== SUPPLIED MATERIAL ==
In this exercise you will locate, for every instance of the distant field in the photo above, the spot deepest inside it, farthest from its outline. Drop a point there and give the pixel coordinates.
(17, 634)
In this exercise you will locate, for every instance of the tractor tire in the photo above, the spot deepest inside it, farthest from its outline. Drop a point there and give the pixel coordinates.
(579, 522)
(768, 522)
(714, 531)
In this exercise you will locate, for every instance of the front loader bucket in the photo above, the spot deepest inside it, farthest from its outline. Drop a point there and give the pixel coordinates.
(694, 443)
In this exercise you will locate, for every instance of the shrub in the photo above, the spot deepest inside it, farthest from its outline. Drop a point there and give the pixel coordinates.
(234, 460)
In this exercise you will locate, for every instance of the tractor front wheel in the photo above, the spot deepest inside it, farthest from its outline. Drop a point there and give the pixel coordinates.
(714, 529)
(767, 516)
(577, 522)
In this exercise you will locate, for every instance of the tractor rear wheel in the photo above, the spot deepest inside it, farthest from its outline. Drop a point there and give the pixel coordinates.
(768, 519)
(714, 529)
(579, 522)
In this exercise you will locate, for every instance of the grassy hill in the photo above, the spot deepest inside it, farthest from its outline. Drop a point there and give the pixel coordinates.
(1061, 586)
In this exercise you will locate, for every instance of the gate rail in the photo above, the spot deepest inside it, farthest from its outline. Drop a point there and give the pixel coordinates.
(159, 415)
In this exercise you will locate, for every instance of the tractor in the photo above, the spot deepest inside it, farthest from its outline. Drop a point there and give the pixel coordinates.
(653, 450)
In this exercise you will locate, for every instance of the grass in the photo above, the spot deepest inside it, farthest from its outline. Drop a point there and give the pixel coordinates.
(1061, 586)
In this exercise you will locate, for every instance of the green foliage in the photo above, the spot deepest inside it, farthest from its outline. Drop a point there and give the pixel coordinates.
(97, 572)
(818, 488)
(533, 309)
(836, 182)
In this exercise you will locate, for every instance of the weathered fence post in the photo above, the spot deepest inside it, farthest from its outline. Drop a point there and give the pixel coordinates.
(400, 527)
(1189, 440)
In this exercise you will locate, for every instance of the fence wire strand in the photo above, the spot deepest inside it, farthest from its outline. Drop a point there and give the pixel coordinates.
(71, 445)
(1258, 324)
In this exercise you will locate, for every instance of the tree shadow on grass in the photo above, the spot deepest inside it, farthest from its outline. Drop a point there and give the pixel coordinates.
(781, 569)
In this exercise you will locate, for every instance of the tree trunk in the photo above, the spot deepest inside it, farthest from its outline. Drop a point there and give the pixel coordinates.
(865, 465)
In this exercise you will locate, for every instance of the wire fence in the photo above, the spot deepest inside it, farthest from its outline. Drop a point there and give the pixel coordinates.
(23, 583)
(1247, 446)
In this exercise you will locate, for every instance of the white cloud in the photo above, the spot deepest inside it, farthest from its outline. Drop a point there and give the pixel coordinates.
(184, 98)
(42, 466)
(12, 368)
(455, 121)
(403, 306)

== WHAT IS REQUIRED ==
Rewrite all the rows above as a numbered list, one row per number, and leave out any blank lines.

== RESULT OF THE TASK ==
1. In this exercise you will locate, for every instance of the distant field in the photo above, the spot deepest inside it, farthest from its outline. Drop a point there and give the pixel coordinates.
2. (17, 634)
3. In this exercise you will locate, for every instance of the tractor tire in the photo above, the spot deepest inside it, farthest from its outline. Drop a point there and give the pixel coordinates.
4. (579, 522)
5. (768, 522)
6. (714, 531)
7. In this exercise you will locate, for every instance of the front loader bucket in the photo above, the spot deepest inside it, farthest from its outline. Drop a point there and give the pixel coordinates.
8. (694, 443)
9. In this exercise you will locate, for every instance of the shrub in the photo above, the spot deepest inside it, farthest from its outline. Drop a point there and give the pixel coordinates.
10. (234, 460)
11. In this exercise you will locate, for every instance of the tractor front wheel in the photo above, the spot deepest inside it, farthest from its outline. Drop a point there and give the pixel coordinates.
12. (714, 529)
13. (767, 516)
14. (577, 522)
15. In this exercise you will locate, for every instance of the tractor rear wheel in the photo above, the spot deepest inside it, farthest from its outline. Drop a point there and give the pixel coordinates.
16. (768, 519)
17. (714, 529)
18. (579, 522)
19. In this exercise you will locate, for every instance of the grassy hill in the photo above, the spot deepest inside it, farthest from its outline. Drop a point there and give the pixel coordinates.
20. (1061, 586)
21. In this exercise you will locate, for every instance of the gate rail in the photo above, the spot deepest inside it, farthest from its outline. Drop a point there and give the pixel coordinates.
22. (159, 415)
23. In this exercise you will locate, for every instance of the tractor in the photo above, the spot deepest inside it, farthest from its outline. Drop a point there and give the pixel coordinates.
24. (653, 450)
25. In this exercise you will locate, for every instance of the grass in the photo above, the spot deepest inside it, farthest from its outline. Drop a point there and give the pixel coordinates.
26. (1061, 586)
27. In this exercise you will locate, for every instance of the green foliage in the photo above, the spot deepest inside it, farthest from its outline. Drop a point there and give the pixel coordinates.
28. (97, 572)
29. (818, 488)
30. (533, 309)
31. (836, 182)
32. In this exercise you will locate, for every instance of the weathered fence post in the photo above, the spot deepest inside it, farthest from its outline. Drop a point there and give the pixel coordinates.
33. (400, 527)
34. (1189, 440)
35. In this exercise you will locate, for every instance of the fence wire strand in the photo above, the spot deepest inside it, farthest from its outline. Drop a point there and give the pixel coordinates.
36. (71, 445)
37. (1258, 324)
38. In this exercise you will locate, for every instance of the tree shadow on grass in the photo above, the spot deepest inside it, farthest from its outline. Drop a point there and give the pixel coordinates.
39. (781, 569)
40. In this exercise you will locate, for every instance of the tree trunk in the photo above, the spot deepest inside it, farthest from its outline. Drop a point there and give the pixel coordinates.
41. (865, 465)
42. In this exercise you will locate, for every instance of the wire fence in the photo above, the spot deepest inside it, farthest from its outline. Drop a point there and give the pixel coordinates.
43. (23, 583)
44. (1247, 446)
45. In this exercise you will locate, for every instance of the white cloud in the photo above, the spot deepest inside it, farthest from its outline. Drop a point there and give the pixel coordinates.
46. (184, 98)
47. (42, 466)
48. (12, 368)
49. (455, 121)
50. (403, 306)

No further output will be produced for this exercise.